**TEXT**
****

Driving and Walking Safety Tips for this Trick-or-Treat Season
Updated: October 26, 2020
During the week of Halloween, ghouls, ghosts, princesses, kid construction workers, and many more characters will flood the streets collecting candy. It is important to keep safety in mind when trick-or-treating this Halloween, especially with the new complications related to COVID-19.
Halloween safety doesn’t just include candy safety, but also pedestrian safety. Darting or running into the road according to the National Safety Council results in 70% of pedestrian deaths or injuries for children ages 5 to 9, and about 50% for children ages 10 to 14. October is also ranked in the United States as the second-highest month for motor vehicle deaths, with over 3,000 deaths occurring. So keep children safe this trick-or-treat season by following some of these simple guidelines.
Trick-or-Treating Safety Best Practices:
It is important to not only keep an eye on your children/group but to keep communicating with one another. Staying in a group is important, but so is:
- Wearing reflective tape or having a flashlight can help drivers see you in low-light situations
- Carrying a cell phone
- Remaining on well-lit streets and using the sidewalk
- Crossing at established crosswalks
- Double checking that cars are stopped when crossing the street
- Watching for cars backing up or turning
Drivers need to be on the lookout and drive slower around high pedestrian traffic areas, while also:
- Driving with full headlights on
- Driving without distraction
- Watching for children in dark clothing
- Taking the time to look for children at intersections, medians, on curbs, or in between parked cars
- Being extra alert and driving slower during the peak trick-or-treating hours, 5:30 PM to 9:30 PM
These safety tips are essential to reduce the number of injuries and deaths for children during this time of year when many children are out and about. By keeping alert, drivers, parents, and guardians can make this Halloween season fun and spooky day/night for the children of your community.
COVID-19 and Halloween
In addition to keeping your eyes out for children while driving, and making sure children are well protected, COVID-19 has added some complications this year. The Center for Disease Control (CDC) is recommending to plan alternative ways to participate this year. Including holding a Halloween treat hunt for household members, having an outdoor costume parade or contest, and outdoor movie night. However, if you would like to continue to take part in the holiday the CDC asks that you wash hands when possible or use hand sanitizer, mask up, and keep a six feet distance See more details about the risks this holiday season by clicking here.
We at Danella wish you and your family a fun and safe Halloween! Remember to bring your flashlight!

****

**WORK INSTRUCTION**
Copy from the Halloween safety text, word for word, the part that opens with the words containing "Driving and Walking" and closes with "these simple guidelines.".

**INFORMATION SUPPLIED**
****

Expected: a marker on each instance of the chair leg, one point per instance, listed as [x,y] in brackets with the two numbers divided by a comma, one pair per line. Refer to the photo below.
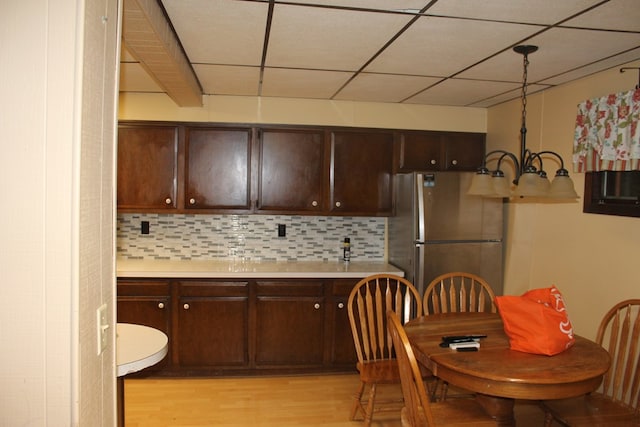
[369,412]
[357,402]
[444,389]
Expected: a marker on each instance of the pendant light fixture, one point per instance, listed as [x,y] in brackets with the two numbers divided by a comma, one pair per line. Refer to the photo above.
[530,178]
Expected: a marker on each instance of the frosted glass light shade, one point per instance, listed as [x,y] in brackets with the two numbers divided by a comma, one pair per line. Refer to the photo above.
[481,185]
[562,188]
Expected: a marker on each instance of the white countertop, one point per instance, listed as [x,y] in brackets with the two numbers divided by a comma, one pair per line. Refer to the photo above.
[251,269]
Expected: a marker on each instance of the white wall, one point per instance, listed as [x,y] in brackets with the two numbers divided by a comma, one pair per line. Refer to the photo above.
[56,226]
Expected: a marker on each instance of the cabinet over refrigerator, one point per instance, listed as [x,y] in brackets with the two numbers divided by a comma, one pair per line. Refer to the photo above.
[437,228]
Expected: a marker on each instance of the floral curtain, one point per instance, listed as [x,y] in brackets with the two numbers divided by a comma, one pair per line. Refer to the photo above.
[607,136]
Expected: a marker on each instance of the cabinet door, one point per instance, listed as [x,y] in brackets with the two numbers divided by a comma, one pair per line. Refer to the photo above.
[213,324]
[290,323]
[146,303]
[291,170]
[440,151]
[147,167]
[361,172]
[218,168]
[420,151]
[342,348]
[464,151]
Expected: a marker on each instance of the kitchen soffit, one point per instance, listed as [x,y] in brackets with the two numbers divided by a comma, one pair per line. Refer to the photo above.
[440,52]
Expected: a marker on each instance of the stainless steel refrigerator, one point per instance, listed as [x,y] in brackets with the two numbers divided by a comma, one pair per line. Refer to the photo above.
[437,228]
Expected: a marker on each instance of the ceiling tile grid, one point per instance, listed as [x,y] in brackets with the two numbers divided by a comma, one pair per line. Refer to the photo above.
[439,52]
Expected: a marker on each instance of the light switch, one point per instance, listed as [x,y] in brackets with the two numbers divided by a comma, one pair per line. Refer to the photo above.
[102,325]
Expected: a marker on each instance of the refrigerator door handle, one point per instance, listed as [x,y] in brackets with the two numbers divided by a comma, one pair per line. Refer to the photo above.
[420,214]
[418,276]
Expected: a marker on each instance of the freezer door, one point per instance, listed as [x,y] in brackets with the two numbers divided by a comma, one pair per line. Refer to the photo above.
[450,214]
[483,259]
[401,227]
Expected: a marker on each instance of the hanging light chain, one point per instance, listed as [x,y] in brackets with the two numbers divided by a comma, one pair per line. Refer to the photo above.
[525,61]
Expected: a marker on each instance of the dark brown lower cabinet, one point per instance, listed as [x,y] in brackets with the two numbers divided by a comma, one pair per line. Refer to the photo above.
[290,323]
[212,320]
[342,350]
[147,302]
[247,327]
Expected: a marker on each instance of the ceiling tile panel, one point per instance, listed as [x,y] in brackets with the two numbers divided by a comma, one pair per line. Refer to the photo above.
[328,39]
[594,68]
[313,84]
[614,15]
[224,32]
[368,4]
[460,92]
[560,49]
[443,46]
[384,87]
[228,79]
[546,12]
[315,47]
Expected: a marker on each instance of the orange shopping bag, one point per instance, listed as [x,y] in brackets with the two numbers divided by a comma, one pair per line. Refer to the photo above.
[537,321]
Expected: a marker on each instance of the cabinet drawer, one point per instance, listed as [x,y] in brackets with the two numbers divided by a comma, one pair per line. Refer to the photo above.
[343,287]
[310,288]
[147,288]
[214,289]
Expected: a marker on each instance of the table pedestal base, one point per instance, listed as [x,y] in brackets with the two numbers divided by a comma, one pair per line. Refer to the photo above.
[500,409]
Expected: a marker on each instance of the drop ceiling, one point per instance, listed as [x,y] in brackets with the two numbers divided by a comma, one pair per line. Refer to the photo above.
[439,52]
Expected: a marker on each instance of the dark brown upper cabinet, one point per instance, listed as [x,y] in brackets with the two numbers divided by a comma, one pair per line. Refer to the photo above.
[148,159]
[360,172]
[291,171]
[440,151]
[218,168]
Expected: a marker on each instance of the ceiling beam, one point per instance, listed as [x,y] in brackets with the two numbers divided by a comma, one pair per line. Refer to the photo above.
[150,38]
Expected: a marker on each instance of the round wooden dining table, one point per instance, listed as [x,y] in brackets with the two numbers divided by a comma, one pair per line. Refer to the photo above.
[497,374]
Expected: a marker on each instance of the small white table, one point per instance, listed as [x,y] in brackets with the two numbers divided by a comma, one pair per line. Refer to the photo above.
[137,347]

****

**SOLUTION FOR THIS PROBLEM**
Driving and Walking Safety Tips for this Trick-or-Treat Season
Updated: October 26, 2020
During the week of Halloween, ghouls, ghosts, princesses, kid construction workers, and many more characters will flood the streets collecting candy. It is important to keep safety in mind when trick-or-treating this Halloween, especially with the new complications related to COVID-19.
Halloween safety doesn’t just include candy safety, but also pedestrian safety. Darting or running into the road according to the National Safety Council results in 70% of pedestrian deaths or injuries for children ages 5 to 9, and about 50% for children ages 10 to 14. October is also ranked in the United States as the second-highest month for motor vehicle deaths, with over 3,000 deaths occurring. So keep children safe this trick-or-treat season by following some of these simple guidelines.